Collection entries
=== Begin Enclosure ===
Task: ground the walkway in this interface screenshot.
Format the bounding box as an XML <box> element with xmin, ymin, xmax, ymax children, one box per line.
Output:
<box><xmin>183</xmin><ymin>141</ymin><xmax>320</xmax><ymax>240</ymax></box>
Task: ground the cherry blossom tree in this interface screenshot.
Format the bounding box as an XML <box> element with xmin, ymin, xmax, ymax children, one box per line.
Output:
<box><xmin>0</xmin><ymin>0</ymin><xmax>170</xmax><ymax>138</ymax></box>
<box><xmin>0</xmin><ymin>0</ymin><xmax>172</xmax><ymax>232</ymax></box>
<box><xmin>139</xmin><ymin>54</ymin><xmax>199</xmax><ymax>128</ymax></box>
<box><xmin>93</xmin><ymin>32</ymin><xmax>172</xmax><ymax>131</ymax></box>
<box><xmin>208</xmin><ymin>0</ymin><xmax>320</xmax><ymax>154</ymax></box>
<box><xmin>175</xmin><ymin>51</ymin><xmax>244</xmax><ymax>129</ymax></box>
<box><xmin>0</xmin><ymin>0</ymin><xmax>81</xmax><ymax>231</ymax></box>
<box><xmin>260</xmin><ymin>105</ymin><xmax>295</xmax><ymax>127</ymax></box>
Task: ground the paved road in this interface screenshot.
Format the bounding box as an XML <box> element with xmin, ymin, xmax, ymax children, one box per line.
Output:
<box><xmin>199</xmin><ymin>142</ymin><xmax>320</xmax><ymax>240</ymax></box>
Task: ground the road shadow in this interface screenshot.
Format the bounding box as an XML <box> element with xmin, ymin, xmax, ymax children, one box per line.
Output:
=== End Enclosure ===
* Task objective *
Lines from the entries that contain the string "ground" must be found and copied.

* Exercise result *
Task: ground the walkway in this interface screenshot.
Task: ground the cherry blossom tree in this interface screenshot.
Task: ground the paved road in this interface screenshot.
Task: ground the road shadow in this interface screenshot.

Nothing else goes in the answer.